In the end, I am still glad the show is continuing to produce more episodes. I love these characters and the world they live in, and the art continues to be a generally higher quality than its Fox-borne brethren. I will confess to a level of apprehension, however, that it’s all downhill from here. Nothing can ever be as good as it was at its best, and at this moment, I’m content to stay with it in its golden years.

The episode wasn’t a total letdown, of course. Many of the characters had some great lines, delivered by the same voice acting troupe that has been delighting us with their talents for over ten years now.

“I made us have our wedding there!” “Oh. I just thought you were a cheap asshole.”

“Oh my god, Freddie, we can’t chop down a tree with a homosexual man in it!”

“Honey, you’ve blown me away with this commitment to this hunger strike!” “It wasn’t supposed to be a hunger strike, I kept asking you to bring me food!” “But I stood strong!”

For once, we see a hint of the kind of worldly influence Roger seems to have, except this time with Klaus and Steve’s pediatrician.

“What’s there to think about? If B.B. King had come to me, he’d have never died! … at the height he was!”

“It says it’s been a-three days since you a-pooped!” “Let me see that book.” “A-never.”

“Motherfucking WILMINGTON!” Principal Lewis is always a welcome addition.

Nice to see Richard Kind returning as Al Tuttle, though he’s lost a LOT of weight. Will this be addressed in future episodes?

Always hilarious to see just how much Roger can change his physical form to fit a character.

“That paperboy always finds me.” “It’s because I’m in love with youuuuuu!”

The Left Shark reference is lazy and incredibly antiquated; really surprised this show went with that… usually that’s Family Guy territory.

DATASET ENTRIES |
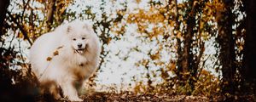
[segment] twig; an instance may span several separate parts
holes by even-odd
[[[14,21],[15,24],[17,24],[18,28],[20,30],[20,31],[22,32],[23,36],[24,36],[24,39],[26,39],[29,42],[30,45],[32,44],[32,41],[29,39],[26,31],[24,30],[24,26],[21,26],[16,20],[16,18],[15,18],[10,12],[7,11],[7,14],[9,15],[9,17],[11,18],[11,20]]]

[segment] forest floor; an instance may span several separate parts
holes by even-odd
[[[135,94],[131,93],[111,94],[96,92],[87,95],[82,95],[84,102],[209,102],[219,101],[219,97],[207,98],[205,96],[170,95],[164,94]],[[65,99],[60,102],[67,101]]]
[[[82,96],[85,102],[206,102],[211,101],[204,96],[186,96],[165,94],[109,94],[95,93]]]

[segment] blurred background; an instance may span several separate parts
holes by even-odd
[[[102,44],[87,91],[256,101],[253,9],[253,0],[2,0],[1,99],[38,99],[29,48],[79,19]]]

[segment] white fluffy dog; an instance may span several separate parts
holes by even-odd
[[[98,66],[99,39],[92,27],[80,20],[60,26],[38,37],[30,49],[30,62],[44,90],[82,101],[78,90]]]

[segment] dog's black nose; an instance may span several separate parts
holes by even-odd
[[[79,48],[81,48],[81,47],[82,47],[82,44],[81,44],[81,43],[79,43],[79,44],[78,44],[78,47],[79,47]]]

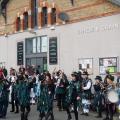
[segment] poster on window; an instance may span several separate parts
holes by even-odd
[[[117,72],[117,57],[99,58],[100,74],[105,74],[108,70],[111,74]]]
[[[79,59],[79,70],[87,70],[89,74],[93,74],[93,59],[81,58]]]

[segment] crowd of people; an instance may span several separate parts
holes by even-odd
[[[21,120],[28,120],[31,104],[37,105],[39,120],[55,120],[53,108],[57,101],[58,111],[66,111],[67,120],[72,119],[72,112],[75,120],[79,120],[79,110],[84,116],[95,110],[97,118],[102,117],[104,110],[106,117],[103,120],[113,120],[115,108],[120,104],[120,75],[115,83],[108,71],[104,80],[96,76],[95,83],[87,71],[72,72],[71,79],[61,70],[40,73],[34,67],[25,69],[21,66],[18,72],[11,68],[9,73],[5,67],[0,68],[0,118],[6,118],[10,103],[10,112],[20,111]],[[116,103],[109,100],[110,91],[117,92],[119,100]]]

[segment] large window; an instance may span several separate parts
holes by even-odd
[[[89,74],[93,74],[93,59],[92,58],[80,58],[79,70],[87,71]]]
[[[47,36],[34,37],[26,40],[26,54],[47,52]]]
[[[51,24],[54,25],[56,23],[56,9],[52,8],[51,12]]]
[[[20,20],[20,17],[17,17],[17,20],[16,20],[16,30],[20,31],[20,29],[21,29],[21,20]]]
[[[47,52],[47,37],[41,37],[41,52]]]
[[[24,30],[28,29],[28,13],[24,13]]]
[[[108,57],[99,59],[100,74],[106,74],[108,70],[111,74],[117,72],[117,57]]]
[[[37,14],[38,14],[38,0],[31,0],[31,9],[32,9],[32,26],[37,26]]]
[[[48,19],[48,16],[47,16],[47,7],[43,7],[42,8],[42,25],[43,26],[46,26],[47,25],[47,19]]]

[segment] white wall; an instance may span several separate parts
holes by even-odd
[[[57,26],[55,30],[40,29],[36,33],[33,35],[24,32],[7,38],[0,37],[0,62],[5,61],[7,68],[17,67],[17,42],[42,35],[58,37],[58,65],[49,65],[50,71],[56,68],[70,74],[73,70],[78,70],[79,58],[94,58],[96,75],[99,74],[100,57],[120,57],[120,14]]]

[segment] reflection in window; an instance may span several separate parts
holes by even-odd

WORK INSTRUCTIONS | Please reproduce word for word the part of the episode review that opens with the words containing "Nice to see" and closes with "fit a character.".

TASK SOLUTION |
Nice to see Richard Kind returning as Al Tuttle, though he’s lost a LOT of weight. Will this be addressed in future episodes?

Always hilarious to see just how much Roger can change his physical form to fit a character.